↓↓↓

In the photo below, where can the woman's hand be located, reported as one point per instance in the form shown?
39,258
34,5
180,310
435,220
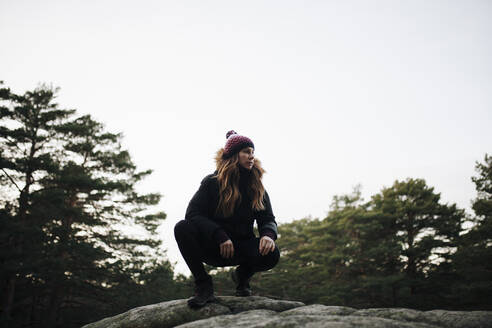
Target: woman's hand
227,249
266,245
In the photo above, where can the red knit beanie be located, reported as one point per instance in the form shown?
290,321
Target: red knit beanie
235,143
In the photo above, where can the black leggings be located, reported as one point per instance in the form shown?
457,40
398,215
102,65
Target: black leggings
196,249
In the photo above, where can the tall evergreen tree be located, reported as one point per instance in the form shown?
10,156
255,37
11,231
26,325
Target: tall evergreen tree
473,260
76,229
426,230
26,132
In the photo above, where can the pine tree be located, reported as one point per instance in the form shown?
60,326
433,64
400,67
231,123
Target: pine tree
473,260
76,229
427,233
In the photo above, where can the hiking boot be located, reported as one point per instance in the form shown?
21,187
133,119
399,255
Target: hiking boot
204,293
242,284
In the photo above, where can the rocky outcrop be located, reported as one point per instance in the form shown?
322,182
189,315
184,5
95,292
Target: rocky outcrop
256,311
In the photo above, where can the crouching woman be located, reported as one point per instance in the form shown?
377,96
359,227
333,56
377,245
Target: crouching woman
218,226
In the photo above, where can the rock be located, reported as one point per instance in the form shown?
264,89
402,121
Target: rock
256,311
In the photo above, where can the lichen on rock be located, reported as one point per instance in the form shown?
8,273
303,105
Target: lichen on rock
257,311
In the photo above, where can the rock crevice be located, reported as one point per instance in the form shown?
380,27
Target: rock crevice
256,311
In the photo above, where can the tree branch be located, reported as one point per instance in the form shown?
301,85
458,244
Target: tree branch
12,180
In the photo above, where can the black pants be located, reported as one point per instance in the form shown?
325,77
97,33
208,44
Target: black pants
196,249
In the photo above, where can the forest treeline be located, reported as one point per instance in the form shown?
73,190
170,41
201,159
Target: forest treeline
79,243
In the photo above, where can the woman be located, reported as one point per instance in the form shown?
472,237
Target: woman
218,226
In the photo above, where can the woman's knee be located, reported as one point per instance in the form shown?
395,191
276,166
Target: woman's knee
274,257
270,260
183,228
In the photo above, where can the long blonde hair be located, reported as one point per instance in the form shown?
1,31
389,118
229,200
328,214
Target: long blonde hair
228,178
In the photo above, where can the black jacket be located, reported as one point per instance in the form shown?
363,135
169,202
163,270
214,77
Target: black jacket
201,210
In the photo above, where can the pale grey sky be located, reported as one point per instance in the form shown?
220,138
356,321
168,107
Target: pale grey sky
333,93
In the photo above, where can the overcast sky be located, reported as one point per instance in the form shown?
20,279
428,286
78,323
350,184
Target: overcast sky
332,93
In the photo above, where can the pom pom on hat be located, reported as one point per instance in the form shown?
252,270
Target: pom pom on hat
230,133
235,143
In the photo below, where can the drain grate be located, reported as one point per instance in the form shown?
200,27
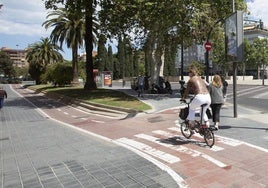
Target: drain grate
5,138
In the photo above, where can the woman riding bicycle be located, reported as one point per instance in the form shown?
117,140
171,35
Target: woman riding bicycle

↑↑↑

Task brief:
Set every line down exactly as written, leaving each picture out.

Written reply:
In the photo below, where can the woman's hand be located, reported as one point per instance in the form shown?
39,258
34,5
180,310
435,220
Target: woman's hand
227,249
266,245
In the photo above, where can the red knit beanie be located, reported as one point per instance in the form shown?
290,321
Target: red knit beanie
235,143
In the photo above, where can the black leggings be located, reported as one point per instance in the form shown?
457,40
398,215
102,65
Target: black leggings
196,249
In the photo above, where can the tall evergreen tree be located, reported as one point per instance in the form shown?
10,156
255,37
11,231
26,325
Target: tall evergreen tree
473,260
76,229
426,230
26,132
In the photo above, where can the pine tree be located, reported as one point per instance in the form shown?
60,326
433,64
400,67
231,123
Target: pine tree
473,260
76,229
427,233
In the photo above, where can the hiking boot be located, reported as one point per instance in the form shown?
21,187
133,119
399,255
Target: hiking boot
204,293
242,284
In the photo above, where can the rocky outcrop be located, reported as one point per instance in the form shown?
322,182
189,315
184,5
95,292
Target: rocky outcrop
256,311
In the photo above, where can the crouching woman be located, reported as one point per instance in the form shown?
377,96
359,227
333,56
377,245
Target: crouching woman
218,226
In the photo above, where can the rock be located, reported as one point per instance in the form shown?
264,89
402,121
Target: rock
256,311
In the photo above, where can the lichen on rock be located, reported as one point per instance in the form shown?
8,273
303,105
Target: lichen on rock
257,311
In the photo above, where can the rock crevice be located, reported as one point per instance in the form shown?
380,27
Target: rock crevice
256,311
In the photo above, where can the tree branch be located, reported as one point per instance in the form shown?
301,85
458,244
Target: tree branch
12,180
In the photo above, where can the black pants be located, reported as one point per instance in the form shown?
325,77
97,33
208,44
Target: black pants
196,249
In the photo above, where can the forest treeline be located, reported as one point per instance in the form shown?
73,190
170,41
201,159
Target: forest treeline
79,243
In the photo above, where can the woman be located, reported as one point per instance in the form shown?
472,237
Target: woman
218,226
In the photo above, where can the woman's knee be located, reported as one point per instance in the form shown?
395,191
276,166
Target: woman's knee
274,257
270,260
183,228
In the photo above, where can the long blonde hair be located, reported as one point per instance in the form shown?
1,31
389,118
229,200
328,214
Target: long blonde hair
228,178
In the photo above, where can the black jacket be located, reported as one point per instance in the form shown?
363,135
169,202
163,270
214,77
Target: black jacket
201,210
In the photo above, where can the pale grey sky be located, reported as one point per instance in the form shown?
220,138
356,321
168,107
Target: pale grey sky
333,93
In the photo above, where can the overcast sky be located, reported as one point per instance in the form shown?
20,279
428,286
78,323
350,184
Target: overcast sky
332,93
In the photo above, where can the pom pom on hat be located, reported as one point per instance in the form shown?
252,270
Target: pom pom on hat
230,133
235,143
In the photo below, where can the drain grate be located, reported as one point per instance in the form shown?
200,27
Target: drain grate
5,138
In the photo above, where can the woman riding bicycle be located, reported as one point per instance in the form shown?
117,140
171,35
Target: woman riding bicycle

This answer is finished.